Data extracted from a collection
+===+

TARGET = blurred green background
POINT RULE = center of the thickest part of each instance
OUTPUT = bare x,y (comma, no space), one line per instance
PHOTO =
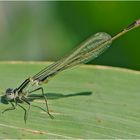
44,31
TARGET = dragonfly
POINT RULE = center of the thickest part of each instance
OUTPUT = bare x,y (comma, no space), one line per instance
88,50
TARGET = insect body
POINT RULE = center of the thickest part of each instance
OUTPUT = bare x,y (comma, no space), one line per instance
88,50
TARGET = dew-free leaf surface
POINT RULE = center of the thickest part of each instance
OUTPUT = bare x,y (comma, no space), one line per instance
87,102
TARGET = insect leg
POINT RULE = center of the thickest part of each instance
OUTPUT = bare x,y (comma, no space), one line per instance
26,101
40,88
10,108
25,112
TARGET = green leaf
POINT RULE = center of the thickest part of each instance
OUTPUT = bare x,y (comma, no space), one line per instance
87,102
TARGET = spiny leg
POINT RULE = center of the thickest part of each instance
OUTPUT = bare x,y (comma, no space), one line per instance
40,88
26,101
10,108
25,112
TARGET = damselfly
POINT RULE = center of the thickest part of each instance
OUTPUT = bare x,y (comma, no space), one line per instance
88,50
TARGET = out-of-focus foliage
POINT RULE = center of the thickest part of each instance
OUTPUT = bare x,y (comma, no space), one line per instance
48,30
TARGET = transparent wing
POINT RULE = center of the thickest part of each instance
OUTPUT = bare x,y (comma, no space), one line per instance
90,49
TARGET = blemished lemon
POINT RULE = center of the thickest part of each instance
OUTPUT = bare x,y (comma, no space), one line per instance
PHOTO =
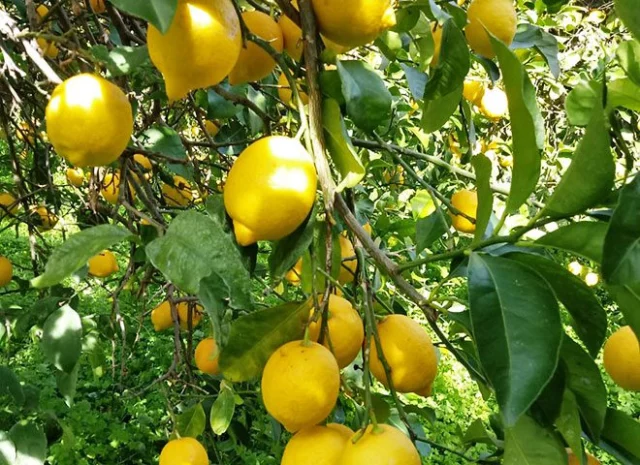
200,48
498,17
466,202
103,265
353,23
89,120
300,384
206,356
270,189
345,328
622,358
184,451
409,352
380,445
254,62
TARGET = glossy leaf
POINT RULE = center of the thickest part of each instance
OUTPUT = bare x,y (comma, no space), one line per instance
517,329
254,337
76,251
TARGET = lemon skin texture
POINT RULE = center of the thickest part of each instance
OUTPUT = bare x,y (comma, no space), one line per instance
89,120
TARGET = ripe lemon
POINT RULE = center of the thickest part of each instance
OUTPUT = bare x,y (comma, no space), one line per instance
300,384
345,330
498,17
206,356
254,62
382,445
355,22
622,358
316,445
103,265
184,451
409,352
270,189
89,120
494,103
178,195
467,202
200,48
6,271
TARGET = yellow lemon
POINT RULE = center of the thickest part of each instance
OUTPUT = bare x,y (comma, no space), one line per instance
300,384
6,271
466,202
103,265
382,445
622,358
355,22
200,48
270,189
254,62
345,328
206,356
89,120
409,352
497,16
184,451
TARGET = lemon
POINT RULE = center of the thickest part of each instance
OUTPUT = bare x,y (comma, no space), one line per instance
200,48
345,328
270,189
498,17
6,271
184,451
466,202
355,22
89,120
103,265
622,358
409,352
206,356
254,62
382,445
316,445
300,384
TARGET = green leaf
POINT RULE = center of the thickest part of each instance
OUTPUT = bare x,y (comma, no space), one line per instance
76,251
30,442
339,146
482,167
367,97
62,338
254,337
517,329
584,380
191,423
527,126
157,12
585,238
222,410
194,247
528,443
588,318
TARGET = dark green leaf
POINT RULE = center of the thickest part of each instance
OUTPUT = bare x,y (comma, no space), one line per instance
256,336
517,329
62,338
76,251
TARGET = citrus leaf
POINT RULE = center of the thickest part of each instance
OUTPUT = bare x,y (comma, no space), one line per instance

+===+

**EXERCISE:**
Reproduce the material word for word, minus the images.

**ANSWER FOR THIS EXERCISE:**
TARGET = blurred green background
POINT RULE = center of the thickest part of each instance
OUTPUT = bare x,y (comma, no space), one line per instance
PHOTO =
44,31
TARGET = dragonfly
POINT RULE = center of the thickest part of each instance
OUTPUT = bare x,y (comma, no space), one line per instance
88,50
TARGET = insect body
POINT RULE = center of the thickest part of each instance
OUTPUT = bare x,y (comma, no space), one line per instance
88,50
TARGET = dew-free leaf surface
POINT RULE = center of the thickest part of each instance
OUTPUT = bare x,y (comma, no space), one line per instance
87,102
TARGET = insect leg
POINT RULE = center of the thickest part of each instance
OUTPUT = bare x,y (comma, no space), one line per instance
26,101
40,88
10,108
25,112
TARGET = green leaf
POINT RULE = center of the thickest part of each instance
OUTPUT = bare x,y (comma, no space), one line per instance
87,102
TARGET = spiny leg
POINT RULE = center of the thickest part of each instance
OUTPUT = bare x,y (comma, no space), one line per instance
40,88
26,101
10,108
25,112
TARGET = damselfly
POINT RULE = center of the thickest part of each instance
OUTPUT = bare x,y (comma, no space), one line per instance
88,50
TARGET = out-of-focus foliage
POINT RULE = center of the thickest part of each instance
OUTPUT = bare x,y (comma, no space), one line per instance
48,30
TARGET = transparent wing
POINT RULE = center of the thickest part of each instance
OUTPUT = bare x,y (comma, no space), one line per instance
90,49
TARGET = blemished lemon
POINT RULE = center of the thickest part of each instance
OUTPUT = bare x,y (comma, no space), one line per instance
PHOTO =
200,48
498,17
466,202
103,265
353,23
89,120
300,384
206,356
270,189
345,328
622,358
184,451
409,352
380,445
254,62
TARGET = glossy leaf
POINT RULE = center of the thickest part of each instance
OUTPUT = bare x,y (comma, no space), one line per instance
517,329
254,337
76,251
TARGET = lemon skin texture
POINT RULE = center of the thickest part of each instance
OUTPUT = bare x,y (comma, no space), one line per instance
89,120
TARGET = ripe lemon
POINT RULE = center of the thickest part of each instance
OUTPUT = bare x,y (comma, no space), one line per instance
300,384
345,330
498,17
206,356
254,62
382,445
355,22
622,358
316,445
103,265
184,451
409,352
270,189
89,120
494,103
178,195
467,202
200,48
6,271
TARGET = yellow lemon
POINT RULE = center of the thickest part of each instance
OUTPUT = bare x,y (comma, no space), one line per instance
300,384
6,271
466,202
103,265
382,445
622,358
355,22
200,48
270,189
254,62
345,328
206,356
89,120
409,352
497,16
184,451
TARGET = lemon
POINT RULE = center of the thickest part of each instance
OUTPUT = bare x,y (comma, no space), one line per instance
200,48
345,328
270,189
498,17
6,271
184,451
466,202
355,22
89,120
103,265
622,358
409,352
206,356
254,62
382,445
316,445
300,384
TARGET = green leaf
POINT RULE = center of the thickest part of each instance
OUTPUT = bare x,y (comma, no space), one line per instance
76,251
30,442
339,146
482,167
367,97
62,338
254,337
517,329
584,380
191,423
527,126
157,12
585,238
222,410
194,247
528,443
588,318
TARGET = dark green leaf
POINT RULE = center of the thickest part of each instance
OUTPUT = bare x,y (comma, no space), one line per instance
256,336
517,329
62,338
76,251
TARGET = citrus leaf
POINT RULE = center of the thickest part of each instance
OUTPUT = bare x,y (comma, no space), one line per instance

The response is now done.